## Task statement
Return the lines below as a JSON list of strings, one string per line, leaving out blank lines.

## Input data
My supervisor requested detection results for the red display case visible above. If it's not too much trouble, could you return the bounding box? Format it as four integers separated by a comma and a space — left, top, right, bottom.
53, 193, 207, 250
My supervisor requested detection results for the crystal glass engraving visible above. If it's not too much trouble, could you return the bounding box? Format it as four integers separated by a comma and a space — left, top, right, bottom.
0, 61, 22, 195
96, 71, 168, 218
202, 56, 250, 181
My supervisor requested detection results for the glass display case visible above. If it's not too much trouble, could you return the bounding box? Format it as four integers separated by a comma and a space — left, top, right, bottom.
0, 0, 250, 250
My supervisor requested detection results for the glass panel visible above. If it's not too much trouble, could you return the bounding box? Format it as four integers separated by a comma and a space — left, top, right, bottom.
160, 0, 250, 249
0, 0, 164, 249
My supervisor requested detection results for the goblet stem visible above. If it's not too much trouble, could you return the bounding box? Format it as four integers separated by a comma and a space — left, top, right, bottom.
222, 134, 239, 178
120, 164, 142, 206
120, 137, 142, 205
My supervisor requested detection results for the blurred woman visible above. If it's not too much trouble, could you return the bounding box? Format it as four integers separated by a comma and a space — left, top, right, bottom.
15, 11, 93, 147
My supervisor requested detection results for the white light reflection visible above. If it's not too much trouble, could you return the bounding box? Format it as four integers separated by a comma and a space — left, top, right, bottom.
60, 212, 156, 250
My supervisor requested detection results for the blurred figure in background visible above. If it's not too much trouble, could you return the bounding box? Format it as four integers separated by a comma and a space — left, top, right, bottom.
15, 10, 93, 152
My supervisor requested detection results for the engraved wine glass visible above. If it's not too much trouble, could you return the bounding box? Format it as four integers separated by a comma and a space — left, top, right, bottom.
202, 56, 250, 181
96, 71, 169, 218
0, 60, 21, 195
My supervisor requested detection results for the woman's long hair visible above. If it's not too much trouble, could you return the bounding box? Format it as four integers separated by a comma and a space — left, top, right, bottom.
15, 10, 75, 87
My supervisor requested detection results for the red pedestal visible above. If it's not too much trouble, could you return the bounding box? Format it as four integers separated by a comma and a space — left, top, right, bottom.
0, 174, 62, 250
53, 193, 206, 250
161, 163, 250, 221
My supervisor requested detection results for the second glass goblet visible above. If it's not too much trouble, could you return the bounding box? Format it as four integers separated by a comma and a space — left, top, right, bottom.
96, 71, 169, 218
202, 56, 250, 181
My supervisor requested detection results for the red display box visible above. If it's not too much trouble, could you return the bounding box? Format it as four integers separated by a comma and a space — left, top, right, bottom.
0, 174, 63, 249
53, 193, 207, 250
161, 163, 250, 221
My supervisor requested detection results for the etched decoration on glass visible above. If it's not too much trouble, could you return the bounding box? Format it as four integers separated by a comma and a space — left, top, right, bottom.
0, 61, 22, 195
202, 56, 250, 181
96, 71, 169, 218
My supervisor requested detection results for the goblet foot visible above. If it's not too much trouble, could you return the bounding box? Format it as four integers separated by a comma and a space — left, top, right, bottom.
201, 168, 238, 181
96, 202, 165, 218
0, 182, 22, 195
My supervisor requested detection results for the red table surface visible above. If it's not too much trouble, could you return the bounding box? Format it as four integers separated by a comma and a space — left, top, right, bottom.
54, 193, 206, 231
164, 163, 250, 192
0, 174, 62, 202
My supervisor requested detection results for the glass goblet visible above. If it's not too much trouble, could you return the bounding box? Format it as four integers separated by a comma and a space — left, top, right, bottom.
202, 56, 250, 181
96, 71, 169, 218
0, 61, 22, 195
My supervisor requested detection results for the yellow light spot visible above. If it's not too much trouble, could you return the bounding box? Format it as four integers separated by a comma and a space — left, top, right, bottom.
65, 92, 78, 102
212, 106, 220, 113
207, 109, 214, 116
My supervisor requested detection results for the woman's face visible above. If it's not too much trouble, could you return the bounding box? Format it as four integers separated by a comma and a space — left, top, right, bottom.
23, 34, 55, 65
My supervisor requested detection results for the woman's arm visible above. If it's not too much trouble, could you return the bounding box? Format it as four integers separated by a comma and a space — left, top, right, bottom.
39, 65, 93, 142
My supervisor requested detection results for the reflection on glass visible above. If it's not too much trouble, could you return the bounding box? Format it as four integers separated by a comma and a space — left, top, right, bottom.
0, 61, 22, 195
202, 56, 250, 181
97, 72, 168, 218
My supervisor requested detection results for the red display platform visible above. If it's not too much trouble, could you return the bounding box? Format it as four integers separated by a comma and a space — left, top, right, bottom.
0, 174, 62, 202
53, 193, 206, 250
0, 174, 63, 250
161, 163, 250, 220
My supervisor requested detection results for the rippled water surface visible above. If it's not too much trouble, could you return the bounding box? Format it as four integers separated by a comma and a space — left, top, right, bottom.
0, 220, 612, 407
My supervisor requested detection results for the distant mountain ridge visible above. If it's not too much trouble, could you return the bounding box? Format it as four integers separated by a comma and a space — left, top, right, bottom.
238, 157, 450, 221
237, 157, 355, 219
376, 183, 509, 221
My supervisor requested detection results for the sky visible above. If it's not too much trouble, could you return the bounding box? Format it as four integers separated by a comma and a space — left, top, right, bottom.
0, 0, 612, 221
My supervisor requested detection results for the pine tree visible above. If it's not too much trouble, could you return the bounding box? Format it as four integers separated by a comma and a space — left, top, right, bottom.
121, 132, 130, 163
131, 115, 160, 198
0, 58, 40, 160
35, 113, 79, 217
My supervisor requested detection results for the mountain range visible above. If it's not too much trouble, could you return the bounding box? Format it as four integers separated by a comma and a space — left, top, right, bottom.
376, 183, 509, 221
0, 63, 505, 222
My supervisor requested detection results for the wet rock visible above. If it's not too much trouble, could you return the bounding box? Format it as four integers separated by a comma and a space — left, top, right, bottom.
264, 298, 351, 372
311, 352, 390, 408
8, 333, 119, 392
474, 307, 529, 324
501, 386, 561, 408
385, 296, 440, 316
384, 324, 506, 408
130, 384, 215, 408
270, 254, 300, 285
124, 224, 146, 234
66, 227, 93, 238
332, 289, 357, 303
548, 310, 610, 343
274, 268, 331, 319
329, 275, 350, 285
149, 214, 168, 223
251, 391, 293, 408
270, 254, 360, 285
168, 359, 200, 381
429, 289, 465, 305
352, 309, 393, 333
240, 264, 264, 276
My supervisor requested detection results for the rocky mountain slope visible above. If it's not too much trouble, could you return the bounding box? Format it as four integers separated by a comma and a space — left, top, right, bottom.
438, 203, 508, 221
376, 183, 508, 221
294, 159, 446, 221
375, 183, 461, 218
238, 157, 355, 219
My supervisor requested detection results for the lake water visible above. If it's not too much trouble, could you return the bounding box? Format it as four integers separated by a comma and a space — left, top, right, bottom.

## Output
[
  "My supervisor requested detection results for the red display case visible above. If it's not too much trouble, could you return the bounding box? Format it as four integers separated by a comma and a space — left, top, right, bottom.",
  "53, 193, 207, 250",
  "My supervisor requested detection results for the crystal glass engraving visible above. If it's not too much trouble, could you return the bounding box? Format it as four integers separated by a comma and a space — left, top, right, bottom.",
  "0, 61, 22, 195",
  "96, 71, 168, 218",
  "202, 56, 250, 181",
  "My supervisor requested detection results for the glass display case visible above. If it's not too much trouble, could you return the bounding box? Format it as four integers separated by a comma and a space — left, top, right, bottom.",
  "0, 0, 250, 250",
  "My supervisor requested detection results for the glass panel visible above. If it's not too much trouble, could you return the bounding box? Format it as four integers separated by a comma and a space — left, top, right, bottom.",
  "160, 0, 250, 249",
  "0, 0, 164, 249",
  "My supervisor requested detection results for the goblet stem visible above. If it's not too much trouble, could you return the bounding box? Format it as four integers separated by a comma and a space — left, top, right, bottom.",
  "222, 134, 239, 178",
  "120, 164, 142, 206",
  "120, 137, 142, 205",
  "My supervisor requested detection results for the blurred woman visible above. If it's not too much trouble, could you return the bounding box? Format it as four integers separated by a comma and a space — left, top, right, bottom.",
  "15, 11, 93, 147",
  "My supervisor requested detection results for the white light reflection visible above. If it's not too much trouble, could you return the bounding box? Format it as four integers separated by a comma and a space — left, top, right, bottom.",
  "60, 212, 156, 250",
  "My supervisor requested detection results for the blurred figure in background visible above. If it's not too much trouble, could you return the bounding box? Format it as four integers separated by a comma and a space — left, top, right, bottom.",
  "15, 10, 93, 152",
  "My supervisor requested detection results for the engraved wine glass visible above. If it's not too much trouble, could you return the bounding box? Format it as four integers separated by a comma and a space — left, top, right, bottom.",
  "202, 56, 250, 181",
  "96, 71, 169, 218",
  "0, 60, 21, 195",
  "My supervisor requested detection results for the woman's long hair visible above. If it's not too much trouble, could you return the bounding box? Format it as four integers separated by a comma and a space — left, top, right, bottom.",
  "15, 10, 75, 87",
  "My supervisor requested detection results for the red pedestal visible above. If it's not too much trouble, could you return the bounding box? Format it as four integers separated by a comma and a space — left, top, right, bottom.",
  "0, 174, 62, 250",
  "53, 193, 206, 250",
  "161, 163, 250, 221",
  "My supervisor requested detection results for the second glass goblet visible above. If it's not too much trouble, could you return the bounding box? Format it as four integers separated by a comma and a space — left, top, right, bottom.",
  "96, 71, 169, 218",
  "202, 56, 250, 181",
  "My supervisor requested detection results for the red display box visible above. If it's not too much trouble, could you return the bounding box? Format it as four integers separated by a comma and a space — left, top, right, bottom.",
  "0, 174, 63, 249",
  "53, 193, 207, 250",
  "161, 163, 250, 221",
  "My supervisor requested detection results for the etched decoration on glass visible above. If it's not too much trouble, could you return the bounding box? Format it as four integers separated by a comma and a space — left, top, right, bottom.",
  "0, 61, 22, 195",
  "202, 56, 250, 181",
  "96, 71, 169, 218",
  "My supervisor requested detection results for the goblet foot visible above. If it's not too much trouble, could you return the bounding box? Format it as four integers separated by a comma and a space — left, top, right, bottom.",
  "201, 168, 238, 181",
  "96, 202, 165, 218",
  "0, 182, 22, 195",
  "My supervisor requested detection results for the red table surface visible above. If it's not too much trouble, could you return the bounding box? Format it as four integers separated by a comma and a space — left, top, right, bottom.",
  "54, 193, 206, 231",
  "164, 163, 250, 192",
  "0, 174, 62, 202",
  "My supervisor requested detection results for the glass goblet visible above. If it's not too much trouble, could you return the bounding box? Format it as four integers separated by a comma and a space — left, top, right, bottom.",
  "202, 56, 250, 181",
  "96, 71, 169, 218",
  "0, 61, 22, 195",
  "My supervisor requested detection results for the yellow light spot visible above. If it's not too much trouble, could you return the bounding box? Format it as four integers separated by a comma and a space — left, top, right, bottom.",
  "65, 92, 78, 102",
  "212, 106, 220, 113",
  "207, 109, 214, 116",
  "My supervisor requested detection results for the woman's face visible above. If it's not too much trouble, could you return the bounding box? Format it as four integers separated by a comma and a space — left, top, right, bottom.",
  "23, 34, 55, 65",
  "My supervisor requested detection results for the woman's arm visible above. If it's not too much trouble, could you return the bounding box? Format it as four integers separated by a comma and a space — left, top, right, bottom.",
  "39, 65, 93, 142",
  "My supervisor requested detection results for the reflection on glass visible above. If it's not too much trouble, could you return the bounding box? Format it as four integers separated by a comma and a space — left, top, right, bottom.",
  "0, 61, 22, 195",
  "202, 56, 250, 181",
  "97, 72, 168, 218",
  "My supervisor requested detection results for the red display platform visible above. If it's not too much trouble, could you return the bounding box? Format it as four integers separated by a comma and a space — left, top, right, bottom.",
  "0, 174, 62, 202",
  "53, 193, 206, 250",
  "0, 174, 63, 250",
  "161, 163, 250, 220",
  "My supervisor requested detection results for the rippled water surface visible above. If it's not too much trouble, could you return the bounding box? Format it as four integers separated by a comma and a space — left, top, right, bottom.",
  "0, 220, 612, 407",
  "My supervisor requested detection results for the distant mountain ridge visible above. If it's not too much trouble, could you return the bounding box? Format it as four integers separated by a comma and a space — left, top, right, bottom.",
  "238, 157, 450, 221",
  "237, 157, 355, 219",
  "376, 183, 509, 221",
  "My supervisor requested detection results for the sky visible above. If it's not too much trouble, could you return the bounding box? Format it as four integers separated by a comma and a space — left, top, right, bottom.",
  "0, 0, 612, 221",
  "My supervisor requested detection results for the pine tree visible above. If it's not too much trouble, could you return the bounding box? Format it as four integers separated by a comma and a space — left, top, right, bottom.",
  "121, 132, 130, 163",
  "131, 115, 160, 198",
  "0, 58, 40, 160",
  "35, 113, 79, 217",
  "My supervisor requested detection results for the mountain range visible above. If it's not too much trouble, could you return the bounding box? Format it as four integers separated by a comma and a space — left, top, right, bottom.",
  "376, 183, 509, 221",
  "0, 63, 505, 222",
  "My supervisor requested detection results for the wet rock visible above. If it's not too much trouble, could you return the bounding box? Format it as four integers separated by a comma and a space — left, top, right, bottom.",
  "264, 298, 351, 372",
  "311, 352, 390, 408",
  "8, 333, 119, 392",
  "474, 307, 529, 324",
  "501, 386, 561, 408",
  "385, 296, 440, 316",
  "384, 324, 506, 408",
  "130, 384, 215, 408",
  "270, 254, 300, 285",
  "124, 224, 146, 234",
  "66, 227, 93, 238",
  "332, 289, 357, 303",
  "548, 310, 610, 343",
  "274, 268, 331, 319",
  "329, 275, 350, 285",
  "149, 214, 168, 223",
  "251, 391, 293, 408",
  "270, 254, 360, 285",
  "168, 359, 200, 381",
  "429, 289, 465, 305",
  "352, 309, 393, 333",
  "240, 264, 264, 276",
  "My supervisor requested detection results for the rocky mountain slope visible above. If it's not too much trouble, could you return the bounding box? Format it as four integers separated by a comma and a space — left, top, right, bottom.",
  "438, 203, 508, 221",
  "376, 183, 508, 221",
  "294, 159, 446, 221",
  "375, 183, 461, 218",
  "238, 157, 355, 219",
  "My supervisor requested detection results for the lake water visible above. If it's not too much trouble, could you return the bounding box? Format it as four integers separated by a comma and a space — left, top, right, bottom."
]